• **AIM 1**:
Please rewrite the records as a numbered list, from the line with "of the group" through the end of the records, leaving out blank lines and the pictures.

• **EXTRACT TO READ**:
--- Begin ---

[webkit-dev] spamming the developer console
ojan at chromium.org
Fri May 11 15:42:50 PDT 2012
Navigation warnings: https://bugs.webkit.org/show_bug.cgi?id=86263.
clientX/clientY: https://bugs.webkit.org/show_bug.cgi?id=86264. Would be
good for someone informed on that issue to chime in.
On Fri, May 11, 2012 at 3:08 PM, Ojan Vafai <ojan at chromium.org> wrote:
> On Fri, May 11, 2012 at 2:48 PM, Ojan Vafai <ojan at chromium.org> wrote:
>> On Fri, May 11, 2012 at 2:39 PM, Maciej Stachowiak <mjs at apple.com> wrote:
>>> On May 11, 2012, at 2:21 PM, Ojan Vafai <ojan at chromium.org> wrote:
>>> > The amount of spam we throw in the developer console has grown quite a
>>> > spam == things logged to the console that web developers have no
>>> control over
>>> caught), there is no way to prevent the following from cluttering your
>>> > -clientX/clientY deprecation warning
>>> > -setting the fragment on a frame URL 
>>> > -loading a resource disallowed by CSP
>>> > -attempting to load a resource (e.g. in an image or iframe) that
>>> doesn't exist
>>> > These warnings are not developer friendly. The equivalent would be to
>>> have compiler warnings that you are unable to turn off. It clutters the
>>> console and makes many console use-cases harder (e.g. console.log style
>>> debugging). We need a better solution.
>>> > In many cases, these warnings don't actually represent bugs in the
>>> program (e.g. the are legit reasons to try to load a non-existent resource
>>> in an image element).
>>> > Some potential solutions:
>>> > 1. Create a new loggling level (browserwarnings?) in addition to the
>>> current errors/warnings/logs. This kind of half-solves the problem since
>>> you can't just side these logs.
>>> > 2. Have preventDefault in an onError handler prevent logging these to
>>> the console (works for the navigation warnings).
>>> > 3. Have some other inspector panel where these get logged.

--- End ---

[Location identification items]
--- Begin ---

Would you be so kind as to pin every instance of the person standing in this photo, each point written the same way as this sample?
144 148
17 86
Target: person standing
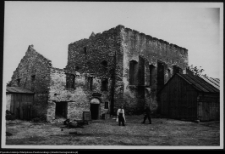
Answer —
121 116
147 114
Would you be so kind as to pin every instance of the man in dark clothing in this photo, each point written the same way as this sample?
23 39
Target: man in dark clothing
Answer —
147 114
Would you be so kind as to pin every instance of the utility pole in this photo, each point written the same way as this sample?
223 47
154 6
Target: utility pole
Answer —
113 77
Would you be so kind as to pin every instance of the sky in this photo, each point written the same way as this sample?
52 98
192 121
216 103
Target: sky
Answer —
51 26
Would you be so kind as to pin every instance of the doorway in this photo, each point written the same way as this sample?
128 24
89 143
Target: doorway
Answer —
61 110
94 111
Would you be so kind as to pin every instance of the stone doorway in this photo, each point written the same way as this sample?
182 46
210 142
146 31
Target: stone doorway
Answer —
94 108
61 110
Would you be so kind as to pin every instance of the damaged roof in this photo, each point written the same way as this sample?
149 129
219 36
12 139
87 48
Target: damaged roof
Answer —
199 83
18 90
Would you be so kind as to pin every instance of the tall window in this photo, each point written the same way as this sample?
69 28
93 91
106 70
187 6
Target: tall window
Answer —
32 82
85 50
152 74
104 65
70 81
90 83
104 86
106 105
32 78
18 82
176 69
160 75
133 74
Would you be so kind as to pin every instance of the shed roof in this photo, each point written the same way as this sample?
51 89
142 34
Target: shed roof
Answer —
198 83
18 90
213 81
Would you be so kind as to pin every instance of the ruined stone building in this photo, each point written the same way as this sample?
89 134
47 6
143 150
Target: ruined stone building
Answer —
119 66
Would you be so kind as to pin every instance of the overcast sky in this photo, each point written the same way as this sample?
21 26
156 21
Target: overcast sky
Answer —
51 26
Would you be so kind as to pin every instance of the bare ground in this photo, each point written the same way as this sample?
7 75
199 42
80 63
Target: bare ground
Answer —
162 132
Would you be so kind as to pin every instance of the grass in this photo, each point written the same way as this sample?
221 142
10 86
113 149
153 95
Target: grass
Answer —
162 132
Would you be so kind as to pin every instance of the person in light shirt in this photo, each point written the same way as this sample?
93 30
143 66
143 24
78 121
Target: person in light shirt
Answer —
121 116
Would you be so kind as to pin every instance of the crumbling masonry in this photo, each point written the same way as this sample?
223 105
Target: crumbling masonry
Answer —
119 66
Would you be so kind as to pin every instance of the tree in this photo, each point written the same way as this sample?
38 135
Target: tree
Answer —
9 84
196 71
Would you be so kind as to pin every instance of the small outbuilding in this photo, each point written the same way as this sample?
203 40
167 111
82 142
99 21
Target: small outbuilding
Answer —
190 97
19 102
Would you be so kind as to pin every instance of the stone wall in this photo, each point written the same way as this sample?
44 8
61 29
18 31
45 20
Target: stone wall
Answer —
136 46
33 72
77 99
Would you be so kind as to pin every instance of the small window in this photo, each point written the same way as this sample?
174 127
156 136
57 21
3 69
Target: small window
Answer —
133 74
90 83
70 81
32 78
18 82
176 69
85 50
106 105
104 65
152 74
104 85
77 68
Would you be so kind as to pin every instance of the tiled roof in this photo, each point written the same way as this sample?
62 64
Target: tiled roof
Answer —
213 81
18 90
198 83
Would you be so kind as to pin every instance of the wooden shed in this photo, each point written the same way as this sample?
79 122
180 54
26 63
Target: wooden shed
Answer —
19 102
189 97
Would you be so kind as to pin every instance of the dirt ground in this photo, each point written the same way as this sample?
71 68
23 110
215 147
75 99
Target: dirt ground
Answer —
162 132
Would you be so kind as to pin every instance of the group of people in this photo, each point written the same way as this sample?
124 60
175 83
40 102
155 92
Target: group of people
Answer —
122 120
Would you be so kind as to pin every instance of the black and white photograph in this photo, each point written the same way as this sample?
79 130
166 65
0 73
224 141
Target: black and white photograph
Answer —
112 75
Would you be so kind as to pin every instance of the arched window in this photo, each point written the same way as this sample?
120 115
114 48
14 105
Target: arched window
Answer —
104 86
104 65
176 69
160 75
167 75
133 78
70 81
152 74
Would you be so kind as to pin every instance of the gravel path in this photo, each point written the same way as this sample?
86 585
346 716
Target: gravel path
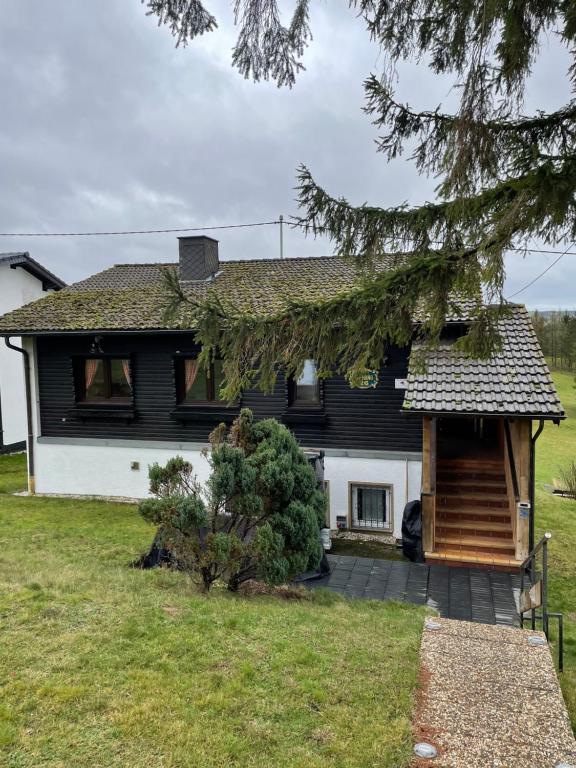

--- End ---

• **AIM 2**:
Extend the mailing-list message about warnings cluttering the developer console, starting after its last line.

• **REPLY 1**:
1. Would you be so kind as to pin every instance of the group of people in this photo, each point written the same way as this sample?
2. 124 60
3. 175 83
4. 40 102
5. 155 92
6. Target: group of people
7. Answer —
8. 122 120
9. Would you be so kind as to pin every instance of the black and white photograph in this photo, each point written the same way as this sample?
10. 79 130
11. 166 65
12. 0 73
13. 224 141
14. Target: black and white photograph
15. Answer —
16. 112 75
17. Would you be so kind as to pin every instance of the arched window in this photo, each point written the same way as this sample?
18. 120 115
19. 114 48
20. 14 105
21. Target: arched window
22. Answer —
23. 104 86
24. 104 65
25. 176 69
26. 160 75
27. 167 75
28. 133 78
29. 70 81
30. 152 74
31. Would you be so kind as to pin every instance of the gravel path in this photo, each point written the same way as this sample?
32. 86 585
33. 346 716
34. Target: gravel path

• **REPLY 2**:
>>> > 4. Have some window-level state that disables all these sorts of
>>> warnings (or something more fine-grained like being able to disable
>>> deprecation warnings and navigation warnings separately).
>>> > 5. ???
>>> > My preference would be to do both options 1 and 2 (they're not
>>> mutually exclusive), unless someone has a better suggestion.
>>> It seems like items related to networking (which is most of the above,
>>> other than deprecation warnings) could be represented in resource-oriented
>>> views instead of in the console. That way you can still see if something
>>> failed to load, but at the time of looking at loading rather than looking
>>> for JS-related information and errors.
>>> As for deprecation warnings, I am not a huge fan of them, but if there
>>> is an easy way to turn them off or ignore them, then they are even less
>>> likely to have any benefit.
>> Just addressing the networking items is enough to satisfy me. The
>> deprecation warnings are a much more complicated discussion and IMO less
>> severe of an annoyance. Or, I suppose, the point of them is to be annoying.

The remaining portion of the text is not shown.